Short task A: In the code, what learning rate is passed to the RMSprop optimizer?

--- Passage ---

X_train=(X_train - X_train.min()) /(X_train.max() - X_train.min())
X_test=(X_test - X_test.min()) /(X_test.max() - X_test.min())

# Convert y_train into one-hot format 
y_train_hot = to_categorical(y_train, num_classes=10)
y_test_hot = to_categorical(y_test, num_classes=10)

In [3]:
# reshape dataset to have a single channel. Keras conv2d expects a 4 dim vector input
X_train = X_train.reshape((X_train.shape[0], 28, 28, 1))
X_test = X_test.reshape((X_test.shape[0], 28, 28, 1))

### Randomly trying with a convolution layer and a pooling layer

In [4]:
# Create complex Neural Network model
model = Sequential()
model.add(Conv2D(filters = 32, kernel_size = (5,5),padding = 'Same', 
                 activation ='relu', input_shape = (28,28,1)))
model.add(Conv2D(filters = 32, kernel_size = (5,5),padding = 'Same', 
                 activation ='relu'))
model.add(MaxPooling2D(pool_size=(2,2)))
model.add(Dropout(0.25))
model.add(Conv2D(filters = 64, kernel_size = (3,3),padding = 'Same', 
                 activation ='relu'))
model.add(Conv2D(filters = 64, kernel_size = (3,3),padding = 'Same', 
                 activation ='relu'))
model.add(MaxPooling2D(pool_size=(2,2), strides=(2,2)))
model.add(Dropout(0.25))
model.add(Flatten())
model.add(Dense(256, activation = "relu"))
model.add(Dropout(0.5))
model.add(Dense(10, activation = "softmax"))
model.summary()

# Define the optimizer
optimizer = RMSprop(lr=0.001, rho=0.9, epsilon=1e-08, decay=0.0)

# Compile the model
model.compile(loss='categorical_crossentropy', optimizer=optimizer, metrics=['acc'])

# Train the Neural Network model
model.fit(X_train, y_train_hot, epochs=2,validation_data=(X_test,y_test_hot))
# evaluate the model...Verbose=0 is used to avoid report displays
_, train_acc = model.evaluate(X_train, y_train_hot, verbose=0)

---

Short task B: Gather every line of the listing that contains the word "hardwood", matching case exactly.

--- Provided material ---

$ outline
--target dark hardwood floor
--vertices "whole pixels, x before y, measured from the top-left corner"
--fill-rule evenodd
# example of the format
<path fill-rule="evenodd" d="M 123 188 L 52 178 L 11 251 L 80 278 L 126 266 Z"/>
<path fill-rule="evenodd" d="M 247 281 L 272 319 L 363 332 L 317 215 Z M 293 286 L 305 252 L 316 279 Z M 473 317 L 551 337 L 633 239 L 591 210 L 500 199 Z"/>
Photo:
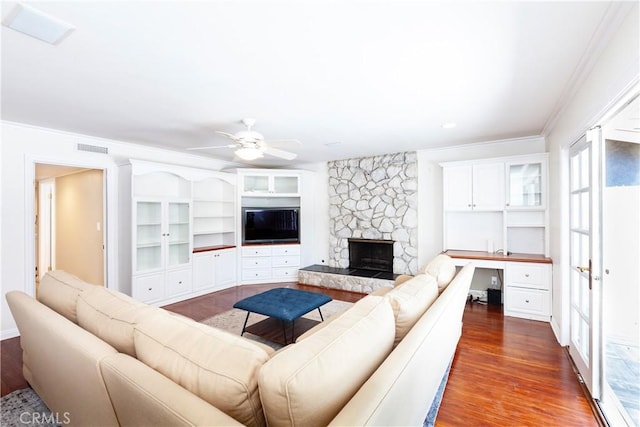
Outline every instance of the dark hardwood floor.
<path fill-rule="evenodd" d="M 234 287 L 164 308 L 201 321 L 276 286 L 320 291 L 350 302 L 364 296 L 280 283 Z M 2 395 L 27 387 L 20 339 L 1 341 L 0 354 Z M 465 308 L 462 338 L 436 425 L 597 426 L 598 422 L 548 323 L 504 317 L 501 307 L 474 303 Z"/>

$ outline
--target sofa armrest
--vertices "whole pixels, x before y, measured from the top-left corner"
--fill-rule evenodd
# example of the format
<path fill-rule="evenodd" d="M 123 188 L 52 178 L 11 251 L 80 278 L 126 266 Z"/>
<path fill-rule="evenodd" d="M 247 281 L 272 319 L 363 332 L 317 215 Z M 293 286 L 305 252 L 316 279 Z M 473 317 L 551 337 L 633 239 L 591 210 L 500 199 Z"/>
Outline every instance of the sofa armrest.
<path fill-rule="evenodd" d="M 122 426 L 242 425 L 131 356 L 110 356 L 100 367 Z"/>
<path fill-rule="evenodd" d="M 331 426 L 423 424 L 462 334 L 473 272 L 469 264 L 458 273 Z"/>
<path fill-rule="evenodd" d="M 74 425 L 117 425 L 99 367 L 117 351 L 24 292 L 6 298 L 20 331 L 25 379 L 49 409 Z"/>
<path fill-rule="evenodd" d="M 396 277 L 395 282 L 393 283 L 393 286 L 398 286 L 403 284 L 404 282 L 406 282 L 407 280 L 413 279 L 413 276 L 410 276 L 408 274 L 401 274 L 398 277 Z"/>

---

Right answer A: 0.001

Right answer B:
--target dark hardwood floor
Outline every instance of the dark hardwood floor.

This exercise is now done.